*Work required*.
Please repeat every record below exactly as written, but leave out the pictures.
##### Provided data
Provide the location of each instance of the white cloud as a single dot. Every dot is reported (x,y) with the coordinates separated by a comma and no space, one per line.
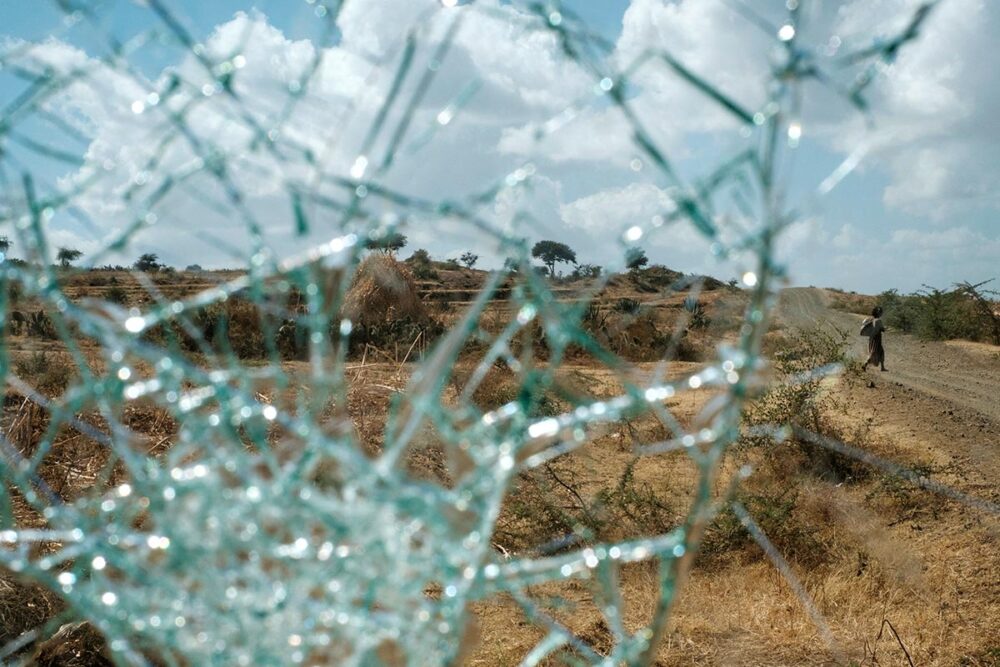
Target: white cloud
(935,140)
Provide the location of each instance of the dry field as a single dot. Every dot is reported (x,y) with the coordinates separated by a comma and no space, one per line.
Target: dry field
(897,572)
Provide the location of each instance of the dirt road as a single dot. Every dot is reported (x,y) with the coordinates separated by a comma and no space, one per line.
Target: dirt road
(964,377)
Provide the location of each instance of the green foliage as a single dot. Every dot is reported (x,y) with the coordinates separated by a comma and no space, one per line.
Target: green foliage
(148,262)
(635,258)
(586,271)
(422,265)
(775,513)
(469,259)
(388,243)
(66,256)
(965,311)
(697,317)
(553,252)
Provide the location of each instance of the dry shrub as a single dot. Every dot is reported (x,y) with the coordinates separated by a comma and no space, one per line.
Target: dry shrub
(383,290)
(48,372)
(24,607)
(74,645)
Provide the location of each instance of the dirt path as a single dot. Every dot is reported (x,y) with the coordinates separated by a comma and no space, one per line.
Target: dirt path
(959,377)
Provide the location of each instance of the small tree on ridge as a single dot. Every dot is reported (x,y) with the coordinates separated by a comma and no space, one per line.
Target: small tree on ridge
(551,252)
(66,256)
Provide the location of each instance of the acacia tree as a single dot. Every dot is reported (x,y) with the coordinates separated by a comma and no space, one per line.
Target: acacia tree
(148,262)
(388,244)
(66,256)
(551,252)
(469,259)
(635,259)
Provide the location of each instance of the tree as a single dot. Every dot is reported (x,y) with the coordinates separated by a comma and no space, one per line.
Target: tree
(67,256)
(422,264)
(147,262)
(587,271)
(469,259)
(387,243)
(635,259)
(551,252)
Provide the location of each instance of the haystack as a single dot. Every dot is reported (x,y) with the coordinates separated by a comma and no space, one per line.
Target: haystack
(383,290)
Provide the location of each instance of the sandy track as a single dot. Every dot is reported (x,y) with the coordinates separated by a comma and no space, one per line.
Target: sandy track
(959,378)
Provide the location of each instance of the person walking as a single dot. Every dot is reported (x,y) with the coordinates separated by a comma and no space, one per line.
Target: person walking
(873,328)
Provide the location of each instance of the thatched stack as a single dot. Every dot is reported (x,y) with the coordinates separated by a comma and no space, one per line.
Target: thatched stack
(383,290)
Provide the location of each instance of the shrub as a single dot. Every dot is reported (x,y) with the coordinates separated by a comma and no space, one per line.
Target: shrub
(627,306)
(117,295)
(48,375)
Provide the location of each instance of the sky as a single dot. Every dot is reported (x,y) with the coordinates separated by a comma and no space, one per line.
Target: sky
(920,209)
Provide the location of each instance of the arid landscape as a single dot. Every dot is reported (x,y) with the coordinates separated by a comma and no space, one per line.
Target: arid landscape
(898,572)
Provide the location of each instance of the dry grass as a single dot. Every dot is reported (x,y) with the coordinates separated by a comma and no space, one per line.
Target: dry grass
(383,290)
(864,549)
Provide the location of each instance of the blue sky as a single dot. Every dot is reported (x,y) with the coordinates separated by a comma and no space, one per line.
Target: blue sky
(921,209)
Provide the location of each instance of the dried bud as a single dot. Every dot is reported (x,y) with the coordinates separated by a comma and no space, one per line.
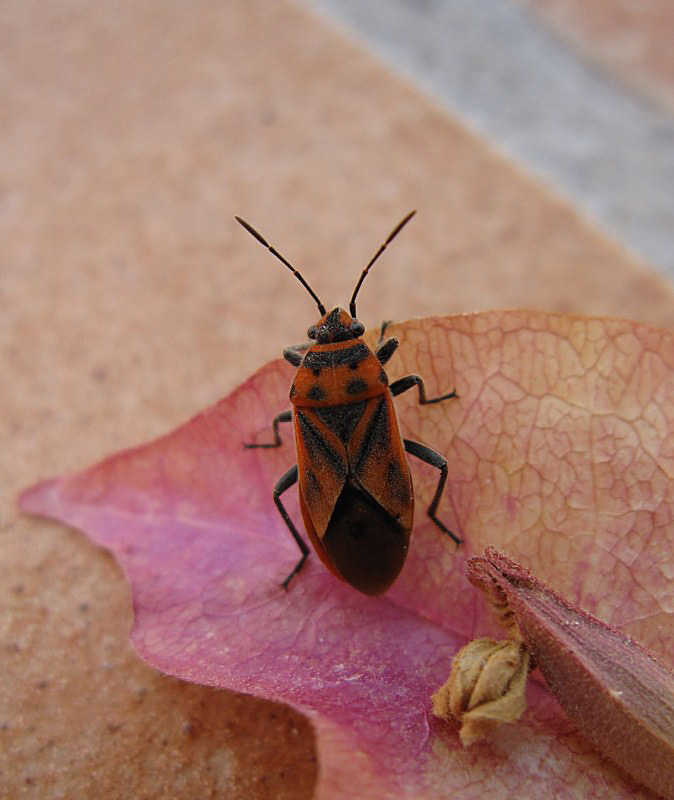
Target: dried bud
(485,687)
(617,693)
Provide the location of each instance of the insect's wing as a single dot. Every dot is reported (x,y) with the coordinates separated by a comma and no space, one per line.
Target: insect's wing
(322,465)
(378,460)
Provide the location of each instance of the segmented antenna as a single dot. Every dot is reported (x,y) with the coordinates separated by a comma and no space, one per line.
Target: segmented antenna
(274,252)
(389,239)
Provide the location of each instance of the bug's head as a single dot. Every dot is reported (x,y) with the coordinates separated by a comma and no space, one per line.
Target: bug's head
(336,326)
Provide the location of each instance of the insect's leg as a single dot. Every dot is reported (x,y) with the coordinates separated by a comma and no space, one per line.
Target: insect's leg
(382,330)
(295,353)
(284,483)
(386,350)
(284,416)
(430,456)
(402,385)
##########
*Answer to the exercise*.
Provide the location of each instance of the white cloud as a single dot. Every dot is reported (x,y) with the coordinates separated by a comma and no space, one per line.
Target: white cloud
(935,140)
Provide the location of each instance of the dry field as a single dot. Every dot is reported (x,y) with the coordinates separated by a comma and no space, one per line.
Target: dry field
(897,572)
Provide the location of each instance of the dirt road as a single dot. Every dot is reported (x,y) with the coordinates separated by a comma and no space, one per line.
Target: dirt road
(964,377)
Provide the location of each instance of the green foliage as a single dot. Every dot is reported (x,y) with the coordinates separated by a comma and no space, one per line.
Target: green foliage
(148,262)
(635,258)
(586,271)
(422,265)
(775,513)
(469,259)
(388,243)
(66,256)
(965,311)
(697,317)
(553,252)
Provide the location of each instance of the dry shrub as a single dot. Every dot is reported (x,y) with the coordinates separated by a comma and no space, one per line.
Target: dry shrub
(383,290)
(48,372)
(24,607)
(74,645)
Provide the location of each instance of the dirt path as a single dot. Every dot is reported (x,y) with the coordinates separated by a comma and no space, one per line.
Target: dirt path
(959,377)
Provide the location of each instance of the small tree on ridge as a single dot. Every dot is reported (x,y) with the coordinates separated by a comma and no space, one per line.
Target: small tree on ridge
(551,252)
(66,256)
Provide the location of each instance of the acacia tree as a single dot. Every dot is reported (x,y) with the coordinates separated by a comma and no space, one per line.
Target: acacia tree
(148,262)
(388,244)
(66,256)
(551,252)
(469,259)
(635,259)
Provide the location of each instance of the tree as a single dot. Every dot is reported (x,y) with the coordinates separated by a comma and no space, one per line.
Target: tree
(67,256)
(422,264)
(147,262)
(587,271)
(469,259)
(387,243)
(635,259)
(551,252)
Provide the location of each instance of the haystack as a single dot. Every dot is reported (x,y) with the coordinates separated by a comma and no space, one per line.
Target: haystack
(383,290)
Provide the location of each instance of the sandy track as a single dot. Every dot is reported (x,y) with the coordinates separated by a comma and no space, one per line.
Target: sandy track
(959,378)
Provide the location of each instance of the person walking as a single dot. Every dot is reported (x,y) with the coordinates separated by a comma and no space, one per line.
Target: person walking
(873,328)
Provide the location of each instance of the thatched stack as a single dot. Every dot is reported (x,y) with the coordinates separated by a comma and no space, one per line.
Target: thatched stack
(383,290)
Provide the location of each instance of the shrub as a single dot. Every dot is reported (x,y) with the coordinates separated by a comma and no space, one per line.
Target: shrub
(627,306)
(117,295)
(48,375)
Provide the location of each instance of the sky as a single dot. Every dot is reported (x,y) with the coordinates separated by a comma and no space, one per line.
Target: sky
(920,209)
Provide the location of each instance of the arid landscape as a single dot. Every dot is reported (x,y) with the coordinates separated by a comma and no space, one per line.
Target: arid landscape
(898,572)
Provide the location of each instance of the dry grass as a single dot. Every dot is reported (x,y) with the coordinates separated by a comma and no space, one per line.
Target: dry grass
(383,290)
(864,549)
Provide the location of each instance of the blue sky as a single dot. Every dot is reported (x,y) with the coordinates separated by a comma and no space, one per line.
Target: blue sky
(921,209)
Provide the location of each instance of the dried bud as a single dot. Every dot is reported (x,y) with the coordinates separated by a comma and no space, one per line.
Target: dried bud
(485,687)
(617,693)
Provide the location of each instance of the insect's wing as a single dot. Every dot is reported (x,y) with the coordinates separated by a comma and no space, one per line.
Target: insect's wing
(322,465)
(378,460)
Provide the location of each instance of the segmented antenna as a single dot. Every dot is reported (x,y) with the coordinates separated by a comma and no space, one per line.
Target: segmented antenna
(274,252)
(389,239)
Provide the location of each instance of the bug's head as a single dot. Every dot is reported (x,y) with the coordinates separated by a comma and no space, one per line.
Target: bug's head
(336,326)
Provide the location of each instance of the insect's leg as a single dot. Every dot is reported (x,y) with the coordinates separated by a comma and no space, one per line.
Target: insect's leg
(382,330)
(295,353)
(284,483)
(386,350)
(284,416)
(430,456)
(402,385)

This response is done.